[WHAT IS NEEDED]
Identify every line in the records below that holds the string "globe" and copy each of those lines out.

Image location labeling lines
________

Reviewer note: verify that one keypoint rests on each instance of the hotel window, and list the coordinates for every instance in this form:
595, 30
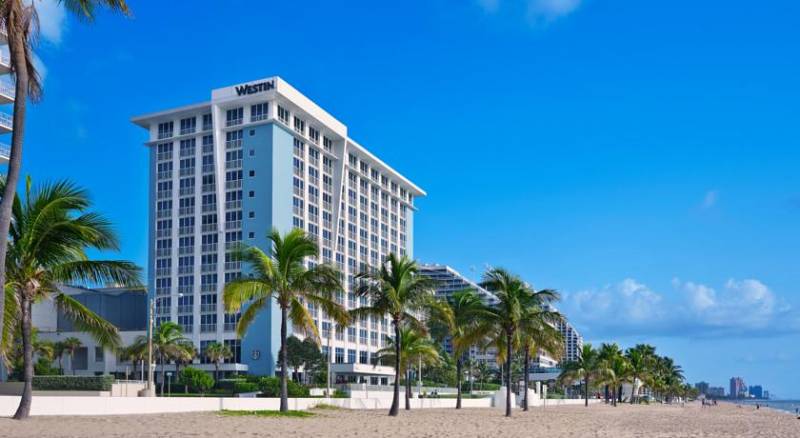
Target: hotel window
313, 134
188, 125
283, 114
299, 125
234, 116
258, 112
165, 129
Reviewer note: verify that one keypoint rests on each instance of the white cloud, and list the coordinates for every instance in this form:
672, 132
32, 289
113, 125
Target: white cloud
549, 10
489, 5
739, 307
52, 20
537, 11
710, 199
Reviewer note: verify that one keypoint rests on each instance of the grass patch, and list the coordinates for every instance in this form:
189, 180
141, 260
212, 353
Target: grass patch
327, 407
267, 414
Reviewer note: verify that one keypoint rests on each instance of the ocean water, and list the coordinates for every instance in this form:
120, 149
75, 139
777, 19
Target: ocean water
783, 405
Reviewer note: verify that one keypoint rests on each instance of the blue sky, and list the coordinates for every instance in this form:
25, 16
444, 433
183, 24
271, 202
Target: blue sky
640, 157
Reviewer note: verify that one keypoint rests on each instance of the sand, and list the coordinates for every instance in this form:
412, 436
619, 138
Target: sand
568, 421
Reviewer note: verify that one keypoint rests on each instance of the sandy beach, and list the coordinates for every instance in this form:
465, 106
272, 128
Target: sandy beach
572, 421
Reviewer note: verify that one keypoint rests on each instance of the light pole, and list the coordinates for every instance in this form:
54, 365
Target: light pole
151, 390
330, 357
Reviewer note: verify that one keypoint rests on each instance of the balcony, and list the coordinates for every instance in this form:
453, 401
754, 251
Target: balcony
7, 93
5, 64
6, 123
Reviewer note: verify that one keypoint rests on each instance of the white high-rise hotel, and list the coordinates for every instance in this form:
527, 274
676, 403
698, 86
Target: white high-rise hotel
261, 155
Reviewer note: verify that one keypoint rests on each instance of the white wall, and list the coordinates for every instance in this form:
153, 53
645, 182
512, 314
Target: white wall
48, 405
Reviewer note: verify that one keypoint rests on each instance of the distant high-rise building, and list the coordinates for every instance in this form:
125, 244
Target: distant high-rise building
756, 391
450, 281
737, 388
573, 342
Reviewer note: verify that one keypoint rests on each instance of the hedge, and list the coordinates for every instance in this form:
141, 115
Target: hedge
72, 383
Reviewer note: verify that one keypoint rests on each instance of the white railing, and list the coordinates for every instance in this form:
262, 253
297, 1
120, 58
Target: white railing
6, 121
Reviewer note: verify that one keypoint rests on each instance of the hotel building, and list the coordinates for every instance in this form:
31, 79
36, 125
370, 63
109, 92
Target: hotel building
7, 93
450, 281
257, 156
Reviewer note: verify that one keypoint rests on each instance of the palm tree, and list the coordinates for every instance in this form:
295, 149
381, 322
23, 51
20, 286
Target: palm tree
414, 347
49, 235
395, 289
586, 368
615, 370
284, 277
514, 299
640, 358
217, 353
168, 344
20, 21
460, 318
136, 352
71, 345
59, 350
607, 353
538, 332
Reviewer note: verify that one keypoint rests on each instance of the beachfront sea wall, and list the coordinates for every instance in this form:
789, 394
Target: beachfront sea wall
48, 405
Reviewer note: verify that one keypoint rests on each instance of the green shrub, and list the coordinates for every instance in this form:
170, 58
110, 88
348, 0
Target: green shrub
72, 383
229, 384
271, 387
197, 380
240, 387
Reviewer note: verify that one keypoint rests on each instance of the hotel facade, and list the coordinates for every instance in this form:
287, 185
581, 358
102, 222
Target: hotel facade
257, 156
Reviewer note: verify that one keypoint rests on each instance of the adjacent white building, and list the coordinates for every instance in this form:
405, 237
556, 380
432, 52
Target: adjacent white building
260, 155
6, 93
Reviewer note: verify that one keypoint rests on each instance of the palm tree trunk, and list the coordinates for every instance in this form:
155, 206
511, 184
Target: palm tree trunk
509, 337
586, 392
458, 381
163, 373
285, 362
525, 378
394, 410
16, 49
408, 389
24, 409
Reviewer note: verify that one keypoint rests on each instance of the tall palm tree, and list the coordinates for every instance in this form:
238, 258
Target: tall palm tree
608, 351
640, 359
284, 277
136, 352
59, 350
168, 344
585, 368
515, 297
49, 235
217, 353
415, 347
460, 318
21, 23
615, 371
395, 289
538, 333
71, 345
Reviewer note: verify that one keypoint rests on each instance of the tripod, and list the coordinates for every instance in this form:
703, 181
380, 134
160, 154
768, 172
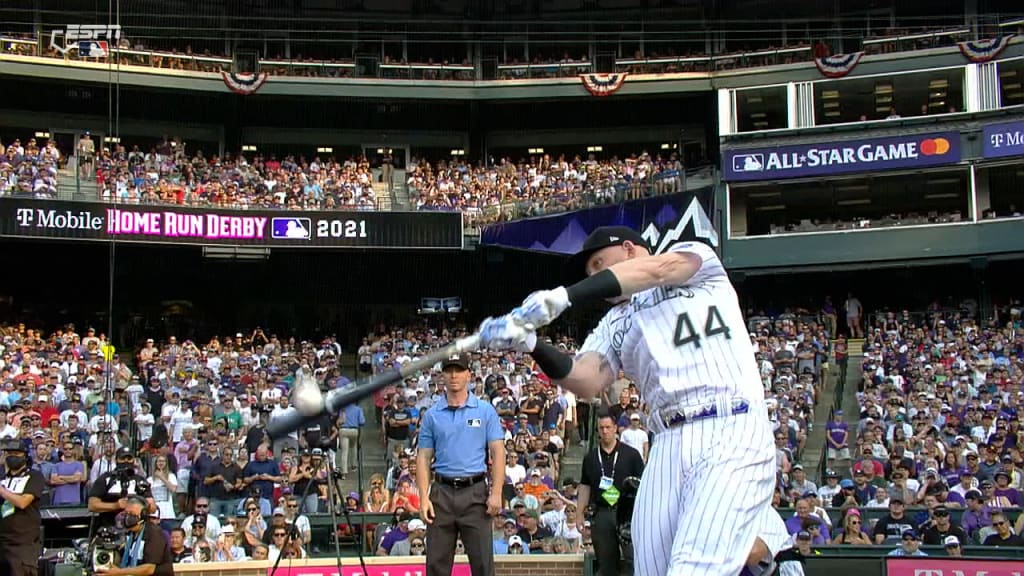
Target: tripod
333, 493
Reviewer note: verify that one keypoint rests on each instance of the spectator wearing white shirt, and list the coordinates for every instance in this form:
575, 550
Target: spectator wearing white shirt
144, 421
514, 471
289, 441
180, 419
636, 437
881, 499
102, 419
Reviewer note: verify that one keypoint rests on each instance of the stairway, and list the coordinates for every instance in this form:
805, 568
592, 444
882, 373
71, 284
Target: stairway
70, 187
835, 396
399, 194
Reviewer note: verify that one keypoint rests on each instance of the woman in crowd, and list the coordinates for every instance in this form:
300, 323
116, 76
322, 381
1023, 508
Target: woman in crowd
406, 497
228, 546
417, 546
376, 501
852, 532
377, 498
254, 524
301, 477
164, 484
950, 467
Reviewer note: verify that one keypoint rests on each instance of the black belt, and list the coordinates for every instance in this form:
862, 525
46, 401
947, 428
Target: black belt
461, 482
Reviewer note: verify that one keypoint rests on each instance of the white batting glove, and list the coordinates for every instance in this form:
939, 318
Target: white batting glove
504, 333
541, 309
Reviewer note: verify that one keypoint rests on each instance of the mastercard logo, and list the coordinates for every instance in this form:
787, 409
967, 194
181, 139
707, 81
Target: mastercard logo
934, 147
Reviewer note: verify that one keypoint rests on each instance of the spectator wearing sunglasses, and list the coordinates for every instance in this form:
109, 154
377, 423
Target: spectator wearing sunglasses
285, 541
1003, 535
939, 529
202, 510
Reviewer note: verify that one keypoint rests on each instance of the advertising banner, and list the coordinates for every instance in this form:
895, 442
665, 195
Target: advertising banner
210, 227
662, 220
824, 159
1004, 139
409, 569
923, 566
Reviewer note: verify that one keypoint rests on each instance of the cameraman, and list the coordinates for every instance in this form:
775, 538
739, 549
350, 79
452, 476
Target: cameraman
111, 491
145, 552
20, 491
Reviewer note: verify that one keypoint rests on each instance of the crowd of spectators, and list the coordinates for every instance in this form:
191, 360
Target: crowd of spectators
197, 414
28, 169
167, 173
938, 436
939, 430
666, 60
542, 184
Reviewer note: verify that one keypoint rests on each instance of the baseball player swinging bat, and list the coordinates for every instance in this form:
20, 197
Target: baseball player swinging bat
309, 404
704, 506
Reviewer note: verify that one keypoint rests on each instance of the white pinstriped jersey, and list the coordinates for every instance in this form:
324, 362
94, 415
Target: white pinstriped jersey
682, 344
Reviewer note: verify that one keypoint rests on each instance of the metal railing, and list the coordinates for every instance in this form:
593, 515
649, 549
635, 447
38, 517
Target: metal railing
665, 182
376, 67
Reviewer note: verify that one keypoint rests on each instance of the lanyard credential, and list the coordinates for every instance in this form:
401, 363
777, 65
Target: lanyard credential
608, 491
600, 460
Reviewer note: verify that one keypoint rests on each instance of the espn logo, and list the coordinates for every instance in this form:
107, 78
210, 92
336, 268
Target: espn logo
77, 36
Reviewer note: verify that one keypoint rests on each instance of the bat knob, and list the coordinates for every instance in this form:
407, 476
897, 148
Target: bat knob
306, 397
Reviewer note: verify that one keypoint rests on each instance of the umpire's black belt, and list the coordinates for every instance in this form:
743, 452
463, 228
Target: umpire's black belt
461, 482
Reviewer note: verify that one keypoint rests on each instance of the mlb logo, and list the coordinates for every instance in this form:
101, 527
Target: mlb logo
290, 229
92, 48
748, 163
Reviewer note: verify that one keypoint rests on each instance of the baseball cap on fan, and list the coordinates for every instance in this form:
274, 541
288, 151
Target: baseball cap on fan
602, 237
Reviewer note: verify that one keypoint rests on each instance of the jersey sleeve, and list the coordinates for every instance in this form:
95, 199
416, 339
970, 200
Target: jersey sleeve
711, 265
603, 339
495, 430
426, 430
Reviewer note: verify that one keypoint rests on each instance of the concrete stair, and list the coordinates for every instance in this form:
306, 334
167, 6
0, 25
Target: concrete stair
855, 346
70, 187
834, 397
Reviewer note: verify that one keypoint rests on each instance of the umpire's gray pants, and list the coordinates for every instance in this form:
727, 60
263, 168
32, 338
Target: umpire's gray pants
460, 511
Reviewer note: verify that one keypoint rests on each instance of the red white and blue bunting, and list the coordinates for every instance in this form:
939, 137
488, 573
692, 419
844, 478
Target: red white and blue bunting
244, 84
603, 84
838, 66
984, 50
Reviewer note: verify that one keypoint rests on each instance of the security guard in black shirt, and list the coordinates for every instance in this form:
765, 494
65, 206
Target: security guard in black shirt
602, 486
20, 491
110, 493
146, 551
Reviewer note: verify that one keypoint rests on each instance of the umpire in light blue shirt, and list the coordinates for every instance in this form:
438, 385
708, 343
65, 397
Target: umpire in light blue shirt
456, 436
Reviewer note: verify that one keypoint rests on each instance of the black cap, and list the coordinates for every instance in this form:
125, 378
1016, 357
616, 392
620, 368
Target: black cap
600, 238
12, 445
460, 360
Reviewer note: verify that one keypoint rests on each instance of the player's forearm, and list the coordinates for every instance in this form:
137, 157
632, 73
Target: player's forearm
498, 468
591, 375
423, 461
671, 269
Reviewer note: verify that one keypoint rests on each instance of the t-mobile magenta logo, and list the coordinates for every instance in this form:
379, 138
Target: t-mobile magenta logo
24, 216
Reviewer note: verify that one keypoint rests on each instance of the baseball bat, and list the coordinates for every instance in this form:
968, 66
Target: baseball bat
336, 401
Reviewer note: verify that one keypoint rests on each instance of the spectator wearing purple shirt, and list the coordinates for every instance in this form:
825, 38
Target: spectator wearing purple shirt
804, 510
399, 532
977, 515
68, 478
838, 434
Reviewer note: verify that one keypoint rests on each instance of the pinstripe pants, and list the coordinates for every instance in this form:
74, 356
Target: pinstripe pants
705, 496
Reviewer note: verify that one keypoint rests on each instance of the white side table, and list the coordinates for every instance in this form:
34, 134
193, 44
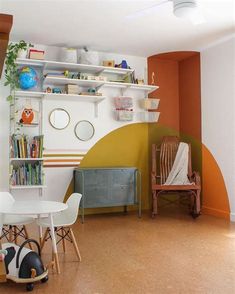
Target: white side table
38, 208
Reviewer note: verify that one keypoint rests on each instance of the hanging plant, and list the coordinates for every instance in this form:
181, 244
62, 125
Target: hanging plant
11, 71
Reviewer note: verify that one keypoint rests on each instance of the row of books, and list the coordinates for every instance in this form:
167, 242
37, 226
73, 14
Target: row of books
22, 146
27, 174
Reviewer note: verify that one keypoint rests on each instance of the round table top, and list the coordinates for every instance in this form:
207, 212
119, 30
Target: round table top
33, 207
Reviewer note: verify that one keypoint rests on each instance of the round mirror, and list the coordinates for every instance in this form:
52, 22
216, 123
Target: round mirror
84, 130
59, 118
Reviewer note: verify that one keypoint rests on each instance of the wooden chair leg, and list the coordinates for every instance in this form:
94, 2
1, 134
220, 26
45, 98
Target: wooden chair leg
63, 240
198, 202
27, 237
75, 244
154, 195
15, 234
44, 238
10, 234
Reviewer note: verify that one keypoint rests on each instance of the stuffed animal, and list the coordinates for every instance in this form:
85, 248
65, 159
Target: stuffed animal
27, 116
24, 265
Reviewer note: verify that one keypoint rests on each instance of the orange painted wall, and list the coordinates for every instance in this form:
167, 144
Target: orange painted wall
178, 76
215, 201
166, 77
190, 96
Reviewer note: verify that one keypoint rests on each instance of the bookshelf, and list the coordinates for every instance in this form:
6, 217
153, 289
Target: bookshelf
26, 145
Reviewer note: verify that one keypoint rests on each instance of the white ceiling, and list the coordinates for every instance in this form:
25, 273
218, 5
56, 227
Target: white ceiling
102, 25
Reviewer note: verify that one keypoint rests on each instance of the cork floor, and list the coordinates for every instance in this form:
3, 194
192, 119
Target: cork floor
123, 254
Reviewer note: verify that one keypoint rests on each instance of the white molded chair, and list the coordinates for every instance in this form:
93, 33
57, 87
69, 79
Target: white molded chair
13, 225
62, 223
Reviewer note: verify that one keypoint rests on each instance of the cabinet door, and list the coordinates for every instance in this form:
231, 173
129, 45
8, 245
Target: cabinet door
96, 184
122, 190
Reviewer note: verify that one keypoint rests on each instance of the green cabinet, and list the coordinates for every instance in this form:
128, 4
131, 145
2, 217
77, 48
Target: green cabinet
107, 187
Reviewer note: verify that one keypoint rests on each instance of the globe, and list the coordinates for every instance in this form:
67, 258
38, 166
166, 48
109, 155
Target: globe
27, 78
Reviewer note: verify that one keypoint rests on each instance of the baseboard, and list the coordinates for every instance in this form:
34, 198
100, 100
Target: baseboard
216, 212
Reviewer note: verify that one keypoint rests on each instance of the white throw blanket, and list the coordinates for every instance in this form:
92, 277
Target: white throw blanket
179, 172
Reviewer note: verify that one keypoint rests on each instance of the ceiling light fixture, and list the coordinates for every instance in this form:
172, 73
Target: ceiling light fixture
188, 9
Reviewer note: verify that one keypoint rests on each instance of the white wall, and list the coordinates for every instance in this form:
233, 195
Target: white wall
58, 179
218, 110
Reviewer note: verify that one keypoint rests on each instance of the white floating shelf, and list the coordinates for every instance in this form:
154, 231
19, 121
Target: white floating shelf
33, 125
95, 84
62, 66
27, 159
66, 81
12, 187
44, 95
28, 94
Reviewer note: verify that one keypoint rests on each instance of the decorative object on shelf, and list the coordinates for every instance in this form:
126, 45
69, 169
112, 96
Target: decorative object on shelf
11, 71
72, 89
89, 57
123, 64
124, 114
124, 108
27, 78
140, 81
27, 174
55, 74
84, 130
149, 103
109, 63
153, 78
22, 146
59, 118
70, 55
28, 116
56, 90
36, 54
48, 90
123, 102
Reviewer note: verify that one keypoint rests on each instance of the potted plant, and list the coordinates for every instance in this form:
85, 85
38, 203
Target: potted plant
11, 72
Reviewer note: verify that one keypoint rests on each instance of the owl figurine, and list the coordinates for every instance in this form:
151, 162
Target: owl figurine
27, 116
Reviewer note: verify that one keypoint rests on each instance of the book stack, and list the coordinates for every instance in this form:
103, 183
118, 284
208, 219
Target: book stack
72, 89
27, 174
24, 147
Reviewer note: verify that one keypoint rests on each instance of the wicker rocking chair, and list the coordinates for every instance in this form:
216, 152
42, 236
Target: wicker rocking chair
162, 161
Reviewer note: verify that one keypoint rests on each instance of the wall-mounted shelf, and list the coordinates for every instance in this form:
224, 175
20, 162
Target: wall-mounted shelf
26, 159
27, 187
98, 84
61, 66
43, 95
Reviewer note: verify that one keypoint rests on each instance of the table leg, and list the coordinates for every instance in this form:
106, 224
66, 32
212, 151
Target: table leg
53, 239
40, 231
1, 225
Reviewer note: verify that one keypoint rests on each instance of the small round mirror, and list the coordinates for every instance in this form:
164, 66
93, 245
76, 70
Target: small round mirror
59, 118
84, 130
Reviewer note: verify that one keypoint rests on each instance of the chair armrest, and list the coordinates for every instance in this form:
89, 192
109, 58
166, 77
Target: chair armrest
195, 178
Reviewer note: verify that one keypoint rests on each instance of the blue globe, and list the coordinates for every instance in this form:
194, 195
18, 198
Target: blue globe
27, 78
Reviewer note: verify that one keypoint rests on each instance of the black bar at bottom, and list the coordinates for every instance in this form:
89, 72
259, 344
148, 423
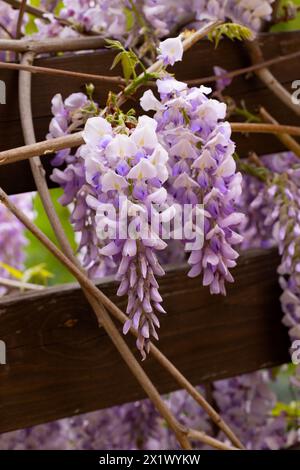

________

[SOLVED PROBLEM]
Reviewer note: verify that one keypoint rests on each instance of the globe, and list the coordinates for every instance in this form:
Target: globe
Reviewer note: verify that one keypoint rests on each instance of the blue globe, and list the coordinates for every instance in this form:
Target: blue globe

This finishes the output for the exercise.